* **Some records**
- - -

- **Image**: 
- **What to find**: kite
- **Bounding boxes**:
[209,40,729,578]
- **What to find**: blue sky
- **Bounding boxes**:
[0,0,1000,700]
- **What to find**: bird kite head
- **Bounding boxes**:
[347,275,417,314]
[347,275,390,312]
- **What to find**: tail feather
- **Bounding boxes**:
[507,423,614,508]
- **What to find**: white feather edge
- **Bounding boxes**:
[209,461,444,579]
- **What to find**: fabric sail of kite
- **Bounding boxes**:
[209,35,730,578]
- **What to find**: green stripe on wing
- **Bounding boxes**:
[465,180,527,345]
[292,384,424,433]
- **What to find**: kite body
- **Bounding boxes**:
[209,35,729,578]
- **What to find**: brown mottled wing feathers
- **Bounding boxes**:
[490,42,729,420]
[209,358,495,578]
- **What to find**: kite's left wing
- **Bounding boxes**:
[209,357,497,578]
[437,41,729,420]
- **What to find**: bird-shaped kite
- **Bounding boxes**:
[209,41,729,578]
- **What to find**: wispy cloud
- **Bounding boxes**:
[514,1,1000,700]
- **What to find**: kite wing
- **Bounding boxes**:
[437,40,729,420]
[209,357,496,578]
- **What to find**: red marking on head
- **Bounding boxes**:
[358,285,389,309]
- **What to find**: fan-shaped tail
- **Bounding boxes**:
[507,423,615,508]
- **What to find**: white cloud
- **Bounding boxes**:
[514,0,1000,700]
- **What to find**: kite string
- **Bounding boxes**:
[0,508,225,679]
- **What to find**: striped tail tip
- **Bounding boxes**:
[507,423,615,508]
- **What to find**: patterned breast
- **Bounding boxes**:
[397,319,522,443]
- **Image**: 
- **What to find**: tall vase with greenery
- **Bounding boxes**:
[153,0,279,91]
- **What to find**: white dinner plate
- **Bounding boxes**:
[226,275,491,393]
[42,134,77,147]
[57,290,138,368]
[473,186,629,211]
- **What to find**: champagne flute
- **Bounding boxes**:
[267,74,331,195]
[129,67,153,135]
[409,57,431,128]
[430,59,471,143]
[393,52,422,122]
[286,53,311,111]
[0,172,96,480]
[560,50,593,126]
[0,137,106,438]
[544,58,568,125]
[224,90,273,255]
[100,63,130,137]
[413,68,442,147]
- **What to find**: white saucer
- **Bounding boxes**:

- - -

* **DIRECTIVE**
Please arrange every line of the items above as a JSON list of strings, one string per line, leaving out any blank lines.

* **ANSWER TO THIS TASK**
[
  "- **Image**: ",
  "- **What to find**: kite",
  "- **Bounding boxes**:",
  "[209,40,729,578]",
  "- **What to find**: blue sky",
  "- **Bounding boxes**:",
  "[0,0,1000,700]",
  "- **What to find**: bird kite head",
  "- **Bounding boxes**:",
  "[347,275,417,314]",
  "[347,275,390,312]",
  "- **What to find**: tail feather",
  "- **Bounding boxes**:",
  "[507,423,614,508]",
  "- **What to find**: white feather edge",
  "- **Bounding boxes**:",
  "[209,461,444,579]",
  "- **What to find**: fabric sail of kite",
  "- **Bounding boxes**:",
  "[209,35,730,578]",
  "- **What to find**: green stripe on wing",
  "- **Bounding boxes**:",
  "[465,180,527,345]",
  "[292,384,424,433]",
  "- **What to find**: kite body",
  "- **Bounding boxes**:",
  "[209,35,729,578]",
  "- **What to find**: brown mottled wing feathers",
  "- **Bounding boxes**:",
  "[490,42,729,420]",
  "[209,358,495,578]",
  "- **What to find**: kite's left wing",
  "- **Bounding boxes**:",
  "[209,357,497,578]",
  "[437,41,729,420]",
  "- **What to find**: bird-shaped kite",
  "- **Bounding boxes**:",
  "[209,41,729,578]",
  "- **What to find**: wispy cloud",
  "- **Bounding boxes**:",
  "[514,1,1000,700]",
  "- **What to find**: kite wing",
  "- **Bounding boxes**:",
  "[437,40,729,420]",
  "[209,357,496,578]",
  "- **What to find**: red marking on head",
  "- **Bounding boxes**:",
  "[358,285,389,309]",
  "- **What to find**: fan-shaped tail",
  "- **Bounding boxes**:",
  "[507,423,615,508]",
  "- **What to find**: white cloud",
  "- **Bounding boxes**:",
  "[514,0,1000,700]",
  "- **What to find**: kite string",
  "- **Bounding boxes**:",
  "[0,508,225,679]",
  "- **What to find**: striped tail tip",
  "- **Bounding boxes**:",
  "[507,423,615,508]",
  "- **What to find**: patterned breast",
  "- **Bounding boxes**:",
  "[397,319,522,443]",
  "- **Image**: ",
  "- **What to find**: tall vase with greenery",
  "- **Bounding boxes**:",
  "[153,0,279,91]",
  "- **What to find**: white dinner plate",
  "- **Bounding boxes**:",
  "[226,275,491,393]",
  "[42,134,77,147]",
  "[57,290,138,368]",
  "[473,186,629,211]",
  "- **What to find**: champagne flute",
  "- **Bounding boxes**:",
  "[267,74,331,195]",
  "[129,67,153,135]",
  "[409,57,431,128]",
  "[430,59,471,143]",
  "[393,52,422,122]",
  "[286,53,311,111]",
  "[0,172,96,480]",
  "[560,50,593,126]",
  "[0,137,106,438]",
  "[544,58,568,125]",
  "[224,90,273,255]",
  "[100,63,130,137]",
  "[413,68,442,147]",
  "- **What to find**: white saucer",
  "- **Bounding boxes**:"
]